# [EXERCISE DIRECTIONS]
State the number of lines in the material below that hold "shirt", and add nothing to it.

# [AVAILABLE DATA]
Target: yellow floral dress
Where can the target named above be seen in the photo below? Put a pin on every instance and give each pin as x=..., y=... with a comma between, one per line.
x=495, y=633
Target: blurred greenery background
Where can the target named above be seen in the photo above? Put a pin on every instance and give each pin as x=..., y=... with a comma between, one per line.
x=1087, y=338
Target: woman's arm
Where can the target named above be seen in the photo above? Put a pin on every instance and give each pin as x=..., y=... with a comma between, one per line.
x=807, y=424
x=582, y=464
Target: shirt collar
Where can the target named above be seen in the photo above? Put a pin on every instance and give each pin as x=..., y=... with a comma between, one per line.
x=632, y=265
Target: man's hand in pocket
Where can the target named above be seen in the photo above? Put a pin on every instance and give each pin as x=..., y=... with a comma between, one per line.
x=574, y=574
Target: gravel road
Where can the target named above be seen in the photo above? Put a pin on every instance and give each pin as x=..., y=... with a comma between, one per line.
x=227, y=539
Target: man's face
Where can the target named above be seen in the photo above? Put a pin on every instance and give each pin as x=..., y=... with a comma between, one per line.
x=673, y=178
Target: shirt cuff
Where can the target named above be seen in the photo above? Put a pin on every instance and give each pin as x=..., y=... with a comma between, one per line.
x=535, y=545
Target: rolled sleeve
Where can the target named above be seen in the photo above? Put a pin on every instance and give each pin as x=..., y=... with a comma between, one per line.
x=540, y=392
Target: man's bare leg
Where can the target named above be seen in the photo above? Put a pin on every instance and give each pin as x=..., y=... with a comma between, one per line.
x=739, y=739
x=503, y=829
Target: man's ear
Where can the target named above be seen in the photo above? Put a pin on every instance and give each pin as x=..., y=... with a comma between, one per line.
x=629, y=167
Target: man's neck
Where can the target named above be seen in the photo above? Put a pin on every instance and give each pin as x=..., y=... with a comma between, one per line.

# [RESPONSE]
2